### Entries provided

▼

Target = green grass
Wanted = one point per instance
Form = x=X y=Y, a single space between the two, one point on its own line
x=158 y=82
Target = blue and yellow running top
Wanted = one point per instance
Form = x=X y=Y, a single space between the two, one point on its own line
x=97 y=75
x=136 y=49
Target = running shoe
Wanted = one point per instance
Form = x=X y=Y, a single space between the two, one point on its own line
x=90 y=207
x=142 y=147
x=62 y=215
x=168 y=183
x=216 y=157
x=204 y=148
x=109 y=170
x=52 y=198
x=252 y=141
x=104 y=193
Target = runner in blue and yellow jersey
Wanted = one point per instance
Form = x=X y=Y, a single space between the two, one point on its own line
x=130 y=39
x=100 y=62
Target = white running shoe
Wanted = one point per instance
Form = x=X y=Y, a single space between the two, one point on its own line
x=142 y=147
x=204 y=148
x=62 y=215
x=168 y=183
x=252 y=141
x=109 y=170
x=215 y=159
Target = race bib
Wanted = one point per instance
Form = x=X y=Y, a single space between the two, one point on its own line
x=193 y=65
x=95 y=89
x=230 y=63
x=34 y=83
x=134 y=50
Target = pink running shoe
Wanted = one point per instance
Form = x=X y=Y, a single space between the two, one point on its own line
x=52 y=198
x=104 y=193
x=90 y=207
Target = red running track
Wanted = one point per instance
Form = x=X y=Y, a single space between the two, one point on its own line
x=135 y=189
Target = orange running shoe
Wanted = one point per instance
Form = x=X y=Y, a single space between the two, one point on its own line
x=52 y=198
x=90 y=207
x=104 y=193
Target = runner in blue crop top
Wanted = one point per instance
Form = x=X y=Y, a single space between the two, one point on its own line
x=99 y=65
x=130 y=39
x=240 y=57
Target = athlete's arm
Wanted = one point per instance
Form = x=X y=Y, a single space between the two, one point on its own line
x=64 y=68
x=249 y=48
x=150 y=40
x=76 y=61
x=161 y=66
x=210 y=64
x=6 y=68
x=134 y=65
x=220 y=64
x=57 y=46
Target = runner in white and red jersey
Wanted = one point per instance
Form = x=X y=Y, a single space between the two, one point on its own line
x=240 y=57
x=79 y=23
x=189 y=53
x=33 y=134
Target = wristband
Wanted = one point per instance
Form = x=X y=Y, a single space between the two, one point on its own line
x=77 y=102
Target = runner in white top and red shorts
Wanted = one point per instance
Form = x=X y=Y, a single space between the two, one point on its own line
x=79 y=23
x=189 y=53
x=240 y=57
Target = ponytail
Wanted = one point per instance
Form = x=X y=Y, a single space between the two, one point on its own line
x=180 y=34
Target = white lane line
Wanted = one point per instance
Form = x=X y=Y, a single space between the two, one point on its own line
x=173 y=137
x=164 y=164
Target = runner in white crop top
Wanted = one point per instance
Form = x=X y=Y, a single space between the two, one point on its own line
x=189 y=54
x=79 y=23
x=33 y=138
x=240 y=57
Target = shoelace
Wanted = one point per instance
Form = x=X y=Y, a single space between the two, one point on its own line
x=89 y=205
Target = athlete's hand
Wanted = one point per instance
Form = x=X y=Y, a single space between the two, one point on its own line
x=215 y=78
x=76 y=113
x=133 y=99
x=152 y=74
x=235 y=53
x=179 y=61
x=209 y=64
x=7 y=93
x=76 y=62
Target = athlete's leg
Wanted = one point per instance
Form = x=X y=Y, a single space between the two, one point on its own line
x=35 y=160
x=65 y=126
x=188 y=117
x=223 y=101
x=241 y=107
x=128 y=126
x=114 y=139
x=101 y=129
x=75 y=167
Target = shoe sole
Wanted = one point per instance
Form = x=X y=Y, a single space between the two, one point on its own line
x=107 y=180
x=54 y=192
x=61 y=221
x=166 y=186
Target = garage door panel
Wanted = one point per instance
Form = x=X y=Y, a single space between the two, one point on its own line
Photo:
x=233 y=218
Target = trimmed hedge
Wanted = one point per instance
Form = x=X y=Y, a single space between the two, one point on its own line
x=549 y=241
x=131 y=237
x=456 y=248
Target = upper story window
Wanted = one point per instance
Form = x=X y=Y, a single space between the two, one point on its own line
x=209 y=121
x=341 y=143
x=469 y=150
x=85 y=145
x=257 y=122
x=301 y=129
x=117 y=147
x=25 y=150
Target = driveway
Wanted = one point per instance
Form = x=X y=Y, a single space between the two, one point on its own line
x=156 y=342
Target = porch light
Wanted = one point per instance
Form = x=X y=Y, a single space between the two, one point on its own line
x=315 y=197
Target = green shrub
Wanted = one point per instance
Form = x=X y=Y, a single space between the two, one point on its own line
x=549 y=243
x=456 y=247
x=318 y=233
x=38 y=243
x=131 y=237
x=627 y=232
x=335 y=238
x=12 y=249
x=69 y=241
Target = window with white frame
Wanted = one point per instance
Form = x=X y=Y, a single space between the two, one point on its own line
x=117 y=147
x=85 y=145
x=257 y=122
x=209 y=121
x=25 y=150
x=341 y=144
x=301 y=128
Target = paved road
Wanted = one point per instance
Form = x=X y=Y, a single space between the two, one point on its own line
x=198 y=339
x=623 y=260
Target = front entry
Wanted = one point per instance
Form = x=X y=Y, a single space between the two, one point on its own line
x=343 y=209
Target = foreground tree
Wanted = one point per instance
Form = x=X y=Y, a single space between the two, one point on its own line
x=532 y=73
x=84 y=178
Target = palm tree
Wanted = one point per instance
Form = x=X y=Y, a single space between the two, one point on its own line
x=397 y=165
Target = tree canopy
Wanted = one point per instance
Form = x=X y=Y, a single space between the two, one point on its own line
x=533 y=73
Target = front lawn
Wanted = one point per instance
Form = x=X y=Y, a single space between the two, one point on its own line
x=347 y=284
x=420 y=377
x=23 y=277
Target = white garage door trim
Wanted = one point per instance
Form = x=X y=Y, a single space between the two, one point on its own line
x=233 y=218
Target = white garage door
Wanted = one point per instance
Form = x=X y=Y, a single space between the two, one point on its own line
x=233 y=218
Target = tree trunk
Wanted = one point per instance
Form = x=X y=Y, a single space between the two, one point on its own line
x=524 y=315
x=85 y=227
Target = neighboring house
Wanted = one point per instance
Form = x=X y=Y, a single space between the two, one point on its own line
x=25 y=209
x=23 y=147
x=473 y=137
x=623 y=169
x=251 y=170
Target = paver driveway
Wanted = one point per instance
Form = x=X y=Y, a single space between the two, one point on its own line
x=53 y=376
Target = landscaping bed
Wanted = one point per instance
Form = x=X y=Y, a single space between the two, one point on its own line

▲

### What the exercise asks
Repeat only what runs from the line holding "Target = tree trunk" to the end of the data, keeping every line exactly as written, first and last included.

### Exercise answer
Target = tree trunk
Wanted = one point per instance
Form = x=X y=Y, a single space between the two, one point on its own line
x=524 y=315
x=85 y=227
Target = neighboring house
Wanted = one point per instance
Form = x=X y=Y, a single space between the two, one point on its own line
x=25 y=209
x=23 y=147
x=473 y=137
x=623 y=169
x=251 y=170
Target = paver driveway
Wanted = one point per instance
Form = x=X y=Y, a single space between the two, one point on its own line
x=53 y=376
Target = landscaping bed
Wanted = one point per instance
Form = x=X y=Y, a single space between the two, one point on its own line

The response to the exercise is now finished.